U.S. Ranks Last in Study of Preventable Deaths in Industrialized Countries



Michael Moore’s documented it in his 2007 film “Sicko”.  The 2008 presidential candidates expend copious airtime talking about it.  But the truth is that we all know the U.S. health care system needs a serious overhaul. 

To add fuel to the fire a new study has ranked the US dead last among 19 industrialized nations in numbers preventable deaths due to treatable medical conditions.  Such poor performance calls American’s failure to provide adequate health care to all citizens into even sharper focus.  Those who deliver health care in America know this reality all too well: clinicians, nurses, and other providers contend with it on a daily basis. 

Researchers from the London School of Hygiene and Tropical Medicine compiled multinational statistics on preventable deaths as a way to gauge each country’s ability to deliver prompt and effective care.  They looked at deaths occurring before the age of 75 from various medical conditions including heart disease, stroke, cancer, diabetes, and avoidable surgical complications.

Scoring high marks in the ranking were France, Japan and Australia.  In France, according to the study published in the journal Health Affairs, 64.8 deaths per 100,000 people could have been prevented had timely and effective services been in place.  Japan and Australia secured second and third place on the ranking with about 71 preventable deaths per 100,000 people.  Next in the list were, in order, Italy, Canada, Norway, the Netherlands, Sweden, Greece, Austria, Germany, Finland, New Zealand, Denmark, Britain, Ireland, and Portugal.  Researchers placed the United States at the bottom of the list with 109.7 preventable deaths per 100,000 people.  The study concluded that the difference between last place and first place was the equivalent of 101,000 preventable deaths in a year. 

Researchers also noted that the US has slipped 4 notches from its previous ranking a decade ago.  In the last 10 years, all 19 countries reduced overall numbers of preventable deaths.  The other 18 nations, however, were much more successful in decreasing their rates of preventable deaths.  The US reduced the number of preventable deaths by only 4 percent in contrast to an average of 16 percent cited for the other countries. 

While we Americans continue to pay for more for healthcare than our industrialized counterparts, we are dramatically slower in effecting improvements in the provision of that care.  Researchers suggest that if the ranking had included only insured Americans the US would not have placed last in the list.  They hypothesize that the critical contributor to the US’s poor showing is the startling number of Americans without health insurance, a number of Americans estimated at 47 million people.    

Once again Americans are reminded of the pressing need to narrow the margin between the haves and the have-nots, to address the healthcare concerns of all Americans.  The London School of Hygiene and Tropical Medicine study informs us, both as nurses and as Americans, that such disparities can and do result in catastrophic delays in care and treatment. 




Reuters (8 Jan 2008).  France best, U.S. worst in preventable death ranking.

──────────

**Exercise instructions**
a: In the preventable deaths article, what do the researchers think is the main reason the US came in last? Answer in one to three sentences.
b: Change the preventable deaths article from "Michael Moore’s documented" to "a serious overhaul.", putting "endless" in place of "copious".
c: Do these statements agree with the preventable deaths article? (i) The study looked at deaths that happened before age 80. (ii) All 19 countries lowered their overall numbers of preventable deaths over the last 10 years. (iii) Japan took first place in the ranking. For each, answer yes or no and quote the words from the article that settle it.

**Excerpted records**
──────────

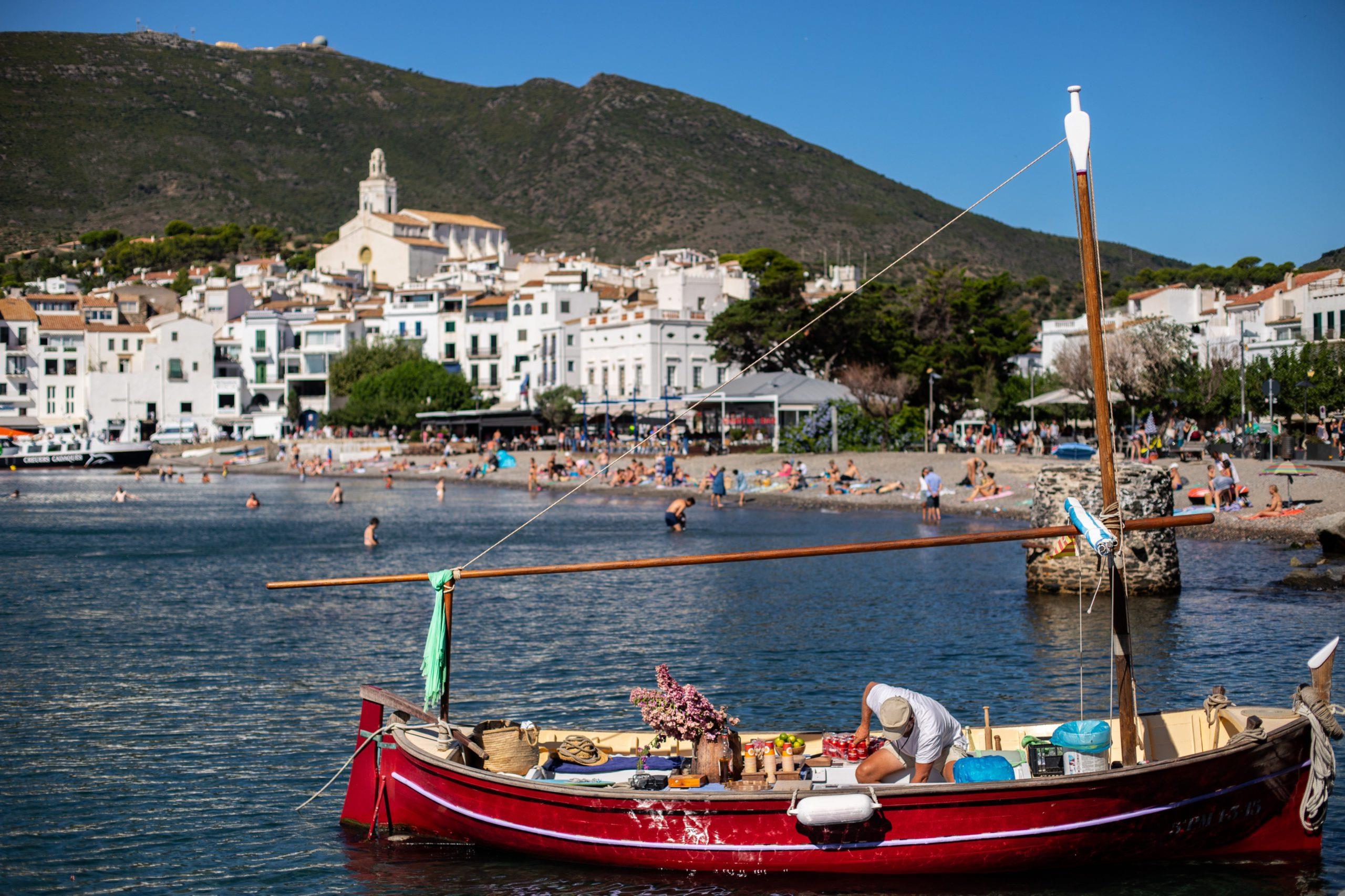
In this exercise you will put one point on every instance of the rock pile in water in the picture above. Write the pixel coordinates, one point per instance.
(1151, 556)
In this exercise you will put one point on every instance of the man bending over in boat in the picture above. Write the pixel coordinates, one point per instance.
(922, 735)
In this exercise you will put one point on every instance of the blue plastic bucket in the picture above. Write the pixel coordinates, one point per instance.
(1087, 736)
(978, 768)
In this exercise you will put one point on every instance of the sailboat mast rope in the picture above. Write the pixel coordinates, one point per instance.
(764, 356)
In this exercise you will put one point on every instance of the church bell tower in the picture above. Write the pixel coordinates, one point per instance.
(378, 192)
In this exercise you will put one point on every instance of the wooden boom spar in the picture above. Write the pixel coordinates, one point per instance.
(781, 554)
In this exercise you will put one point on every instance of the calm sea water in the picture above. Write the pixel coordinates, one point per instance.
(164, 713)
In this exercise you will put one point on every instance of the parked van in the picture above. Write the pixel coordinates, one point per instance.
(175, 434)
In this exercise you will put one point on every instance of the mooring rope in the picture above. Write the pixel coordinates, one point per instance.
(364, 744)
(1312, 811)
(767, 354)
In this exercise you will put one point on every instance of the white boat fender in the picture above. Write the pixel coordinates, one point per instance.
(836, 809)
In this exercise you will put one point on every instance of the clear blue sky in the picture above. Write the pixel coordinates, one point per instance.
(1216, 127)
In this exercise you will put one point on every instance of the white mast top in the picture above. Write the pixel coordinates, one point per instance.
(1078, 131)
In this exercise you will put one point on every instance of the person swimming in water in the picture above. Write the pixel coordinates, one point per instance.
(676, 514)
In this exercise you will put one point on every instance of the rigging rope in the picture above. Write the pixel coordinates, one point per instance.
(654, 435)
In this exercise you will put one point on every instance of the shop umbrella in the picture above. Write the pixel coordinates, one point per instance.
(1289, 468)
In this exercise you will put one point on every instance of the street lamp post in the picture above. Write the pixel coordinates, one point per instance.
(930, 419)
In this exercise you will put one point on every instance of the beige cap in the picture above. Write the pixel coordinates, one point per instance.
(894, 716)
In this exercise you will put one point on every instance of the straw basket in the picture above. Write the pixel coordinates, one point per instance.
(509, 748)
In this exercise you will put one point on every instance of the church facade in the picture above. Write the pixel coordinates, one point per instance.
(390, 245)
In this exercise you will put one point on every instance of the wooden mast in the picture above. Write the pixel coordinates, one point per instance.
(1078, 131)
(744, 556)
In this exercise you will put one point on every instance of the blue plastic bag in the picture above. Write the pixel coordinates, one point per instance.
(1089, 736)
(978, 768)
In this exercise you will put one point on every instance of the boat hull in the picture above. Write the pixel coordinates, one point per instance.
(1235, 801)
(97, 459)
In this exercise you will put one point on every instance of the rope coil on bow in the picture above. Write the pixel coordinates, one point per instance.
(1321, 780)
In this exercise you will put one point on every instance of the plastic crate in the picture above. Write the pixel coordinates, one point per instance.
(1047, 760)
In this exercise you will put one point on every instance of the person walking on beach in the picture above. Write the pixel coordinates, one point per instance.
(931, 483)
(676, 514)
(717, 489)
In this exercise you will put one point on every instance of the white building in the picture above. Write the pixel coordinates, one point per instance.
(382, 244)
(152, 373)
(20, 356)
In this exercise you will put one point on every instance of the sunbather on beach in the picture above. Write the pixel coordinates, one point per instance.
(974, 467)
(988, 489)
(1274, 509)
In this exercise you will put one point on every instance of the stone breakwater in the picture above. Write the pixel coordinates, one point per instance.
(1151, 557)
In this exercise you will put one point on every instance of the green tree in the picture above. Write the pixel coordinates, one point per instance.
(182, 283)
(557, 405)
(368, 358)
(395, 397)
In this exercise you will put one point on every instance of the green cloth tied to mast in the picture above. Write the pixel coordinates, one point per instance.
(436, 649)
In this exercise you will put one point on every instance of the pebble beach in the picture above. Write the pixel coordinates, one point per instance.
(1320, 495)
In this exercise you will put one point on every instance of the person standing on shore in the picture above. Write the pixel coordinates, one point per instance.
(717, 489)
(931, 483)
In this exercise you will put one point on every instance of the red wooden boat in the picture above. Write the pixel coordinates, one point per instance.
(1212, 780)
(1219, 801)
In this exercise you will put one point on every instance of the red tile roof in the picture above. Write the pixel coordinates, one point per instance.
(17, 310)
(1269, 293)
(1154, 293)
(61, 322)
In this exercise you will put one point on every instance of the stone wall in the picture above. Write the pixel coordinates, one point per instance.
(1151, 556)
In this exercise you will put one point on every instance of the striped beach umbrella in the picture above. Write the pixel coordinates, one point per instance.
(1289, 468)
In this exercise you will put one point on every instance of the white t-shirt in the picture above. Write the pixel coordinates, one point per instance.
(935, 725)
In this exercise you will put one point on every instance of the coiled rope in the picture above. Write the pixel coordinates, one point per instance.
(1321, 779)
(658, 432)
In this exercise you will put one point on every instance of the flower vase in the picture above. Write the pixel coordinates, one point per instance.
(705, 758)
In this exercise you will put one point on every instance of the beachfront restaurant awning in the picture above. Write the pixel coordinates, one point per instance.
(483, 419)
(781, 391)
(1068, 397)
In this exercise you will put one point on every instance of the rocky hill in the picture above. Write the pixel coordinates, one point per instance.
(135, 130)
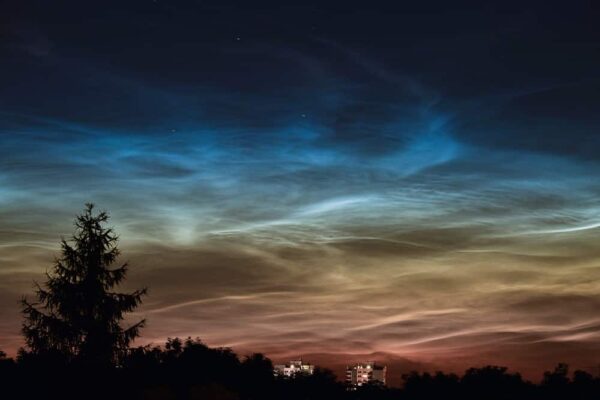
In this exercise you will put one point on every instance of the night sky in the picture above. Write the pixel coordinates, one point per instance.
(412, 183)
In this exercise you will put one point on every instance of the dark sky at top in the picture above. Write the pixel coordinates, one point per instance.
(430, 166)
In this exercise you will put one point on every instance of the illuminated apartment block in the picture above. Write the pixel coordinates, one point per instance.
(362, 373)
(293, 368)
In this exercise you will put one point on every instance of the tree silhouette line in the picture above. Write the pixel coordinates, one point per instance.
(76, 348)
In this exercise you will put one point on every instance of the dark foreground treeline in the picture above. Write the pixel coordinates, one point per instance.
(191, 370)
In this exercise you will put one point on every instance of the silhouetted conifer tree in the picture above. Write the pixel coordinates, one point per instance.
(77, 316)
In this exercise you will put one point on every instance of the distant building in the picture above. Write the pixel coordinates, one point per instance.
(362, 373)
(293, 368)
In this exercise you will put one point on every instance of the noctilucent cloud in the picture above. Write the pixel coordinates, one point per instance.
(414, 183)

──────────

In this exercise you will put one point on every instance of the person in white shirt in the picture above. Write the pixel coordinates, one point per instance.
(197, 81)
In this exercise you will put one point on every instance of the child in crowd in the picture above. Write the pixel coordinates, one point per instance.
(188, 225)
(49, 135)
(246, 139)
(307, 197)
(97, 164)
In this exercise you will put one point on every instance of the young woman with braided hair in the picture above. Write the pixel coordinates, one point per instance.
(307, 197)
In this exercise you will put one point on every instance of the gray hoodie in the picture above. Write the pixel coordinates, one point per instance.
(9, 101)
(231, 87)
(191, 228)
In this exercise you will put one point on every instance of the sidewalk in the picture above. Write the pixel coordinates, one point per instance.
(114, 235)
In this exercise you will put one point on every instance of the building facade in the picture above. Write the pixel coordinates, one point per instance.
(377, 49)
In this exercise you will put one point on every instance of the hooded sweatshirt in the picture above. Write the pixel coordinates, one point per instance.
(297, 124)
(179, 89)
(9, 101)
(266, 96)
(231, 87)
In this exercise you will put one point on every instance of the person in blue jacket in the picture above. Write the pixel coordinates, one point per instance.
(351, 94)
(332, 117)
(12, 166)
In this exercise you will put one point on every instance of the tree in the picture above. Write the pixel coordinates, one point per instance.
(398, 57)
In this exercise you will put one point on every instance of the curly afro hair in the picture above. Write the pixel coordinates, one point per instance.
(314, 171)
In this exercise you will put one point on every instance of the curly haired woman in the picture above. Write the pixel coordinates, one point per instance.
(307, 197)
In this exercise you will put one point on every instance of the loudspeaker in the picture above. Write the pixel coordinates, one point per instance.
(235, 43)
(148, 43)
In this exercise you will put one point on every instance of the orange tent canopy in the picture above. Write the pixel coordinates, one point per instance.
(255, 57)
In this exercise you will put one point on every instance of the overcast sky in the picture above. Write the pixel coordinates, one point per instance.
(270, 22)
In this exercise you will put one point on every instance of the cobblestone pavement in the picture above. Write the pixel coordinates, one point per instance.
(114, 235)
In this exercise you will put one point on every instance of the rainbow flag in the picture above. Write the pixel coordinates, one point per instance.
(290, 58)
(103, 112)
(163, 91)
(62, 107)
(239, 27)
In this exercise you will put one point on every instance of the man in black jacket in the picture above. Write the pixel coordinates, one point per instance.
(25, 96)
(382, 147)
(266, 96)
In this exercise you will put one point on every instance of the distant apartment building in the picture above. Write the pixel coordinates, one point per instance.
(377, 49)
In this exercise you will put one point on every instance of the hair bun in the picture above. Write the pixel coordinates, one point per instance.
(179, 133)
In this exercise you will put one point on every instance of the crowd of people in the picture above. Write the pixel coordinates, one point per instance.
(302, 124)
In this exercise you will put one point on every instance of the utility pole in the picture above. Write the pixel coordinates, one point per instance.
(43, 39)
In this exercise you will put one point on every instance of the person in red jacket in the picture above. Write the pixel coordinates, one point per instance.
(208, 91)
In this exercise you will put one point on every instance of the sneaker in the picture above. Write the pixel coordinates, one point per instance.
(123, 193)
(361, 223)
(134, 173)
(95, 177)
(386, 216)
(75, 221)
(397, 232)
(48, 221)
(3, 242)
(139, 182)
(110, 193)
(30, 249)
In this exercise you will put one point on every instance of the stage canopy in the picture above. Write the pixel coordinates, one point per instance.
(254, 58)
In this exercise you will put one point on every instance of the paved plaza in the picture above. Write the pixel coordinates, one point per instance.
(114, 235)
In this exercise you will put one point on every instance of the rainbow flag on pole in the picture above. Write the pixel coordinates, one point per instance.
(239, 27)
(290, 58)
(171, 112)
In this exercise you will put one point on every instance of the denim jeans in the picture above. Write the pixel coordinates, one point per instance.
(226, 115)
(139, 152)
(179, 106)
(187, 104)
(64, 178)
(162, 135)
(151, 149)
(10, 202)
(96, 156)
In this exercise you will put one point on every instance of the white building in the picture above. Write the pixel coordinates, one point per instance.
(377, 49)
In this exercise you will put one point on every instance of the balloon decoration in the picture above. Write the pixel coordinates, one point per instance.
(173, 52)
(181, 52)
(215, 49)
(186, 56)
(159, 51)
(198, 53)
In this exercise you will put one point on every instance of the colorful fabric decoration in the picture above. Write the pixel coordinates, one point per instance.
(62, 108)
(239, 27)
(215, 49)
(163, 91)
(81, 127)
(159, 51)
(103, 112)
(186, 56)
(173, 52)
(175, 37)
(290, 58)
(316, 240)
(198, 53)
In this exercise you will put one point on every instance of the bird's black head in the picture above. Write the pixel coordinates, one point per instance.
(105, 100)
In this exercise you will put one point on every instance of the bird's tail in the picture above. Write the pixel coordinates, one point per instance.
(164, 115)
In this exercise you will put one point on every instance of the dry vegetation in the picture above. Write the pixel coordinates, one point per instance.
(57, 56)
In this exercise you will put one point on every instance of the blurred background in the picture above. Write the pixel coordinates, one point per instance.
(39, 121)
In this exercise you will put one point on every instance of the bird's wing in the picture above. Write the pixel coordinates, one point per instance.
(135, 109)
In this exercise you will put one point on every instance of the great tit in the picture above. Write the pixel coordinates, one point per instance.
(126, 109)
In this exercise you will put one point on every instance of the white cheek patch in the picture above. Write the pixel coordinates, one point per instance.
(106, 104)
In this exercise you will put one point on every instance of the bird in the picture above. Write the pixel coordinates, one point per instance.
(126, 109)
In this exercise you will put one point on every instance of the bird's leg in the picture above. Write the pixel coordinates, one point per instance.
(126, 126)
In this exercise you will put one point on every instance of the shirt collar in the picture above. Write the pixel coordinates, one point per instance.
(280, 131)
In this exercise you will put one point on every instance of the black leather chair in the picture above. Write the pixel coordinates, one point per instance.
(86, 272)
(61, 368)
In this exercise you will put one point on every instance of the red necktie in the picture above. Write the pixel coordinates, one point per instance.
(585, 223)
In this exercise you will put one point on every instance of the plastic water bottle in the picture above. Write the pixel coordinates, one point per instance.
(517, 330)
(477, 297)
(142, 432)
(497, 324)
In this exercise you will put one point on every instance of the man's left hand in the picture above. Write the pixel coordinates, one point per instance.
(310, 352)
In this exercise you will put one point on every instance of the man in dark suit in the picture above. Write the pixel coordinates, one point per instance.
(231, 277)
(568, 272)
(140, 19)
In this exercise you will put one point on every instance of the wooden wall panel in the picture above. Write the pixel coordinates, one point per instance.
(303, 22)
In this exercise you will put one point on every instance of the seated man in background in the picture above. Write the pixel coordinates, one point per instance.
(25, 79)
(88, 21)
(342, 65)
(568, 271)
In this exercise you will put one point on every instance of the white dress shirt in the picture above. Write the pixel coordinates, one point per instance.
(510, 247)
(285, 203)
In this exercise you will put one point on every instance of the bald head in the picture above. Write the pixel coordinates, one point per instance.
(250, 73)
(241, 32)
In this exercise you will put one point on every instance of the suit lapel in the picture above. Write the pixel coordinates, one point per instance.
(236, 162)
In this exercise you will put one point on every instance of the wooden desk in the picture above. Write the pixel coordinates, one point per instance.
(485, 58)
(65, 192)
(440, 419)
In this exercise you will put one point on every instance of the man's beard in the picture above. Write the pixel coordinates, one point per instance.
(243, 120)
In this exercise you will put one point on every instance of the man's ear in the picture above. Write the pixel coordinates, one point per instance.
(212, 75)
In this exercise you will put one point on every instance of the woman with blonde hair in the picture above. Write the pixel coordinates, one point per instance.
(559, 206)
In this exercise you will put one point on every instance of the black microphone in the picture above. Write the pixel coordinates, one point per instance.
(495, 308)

──────────

**Task-by-task outputs**
a: The researchers think the main cause is the startling number of Americans without health insurance, estimated at 47 million people. They suggest that if the ranking had counted only insured Americans, the US would not have placed last.

b:
Michael Moore’s documented it in his 2007 film “Sicko”.  The 2008 presidential candidates expend endless airtime talking about it.  But the truth is that we all know the U.S. health care system needs a serious overhaul.

c:
(i) No: "They looked at deaths occurring before the age of 75"
(ii) Yes: "In the last 10 years, all 19 countries reduced overall numbers of preventable deaths."
(iii) No: "Japan and Australia secured second and third place on the ranking"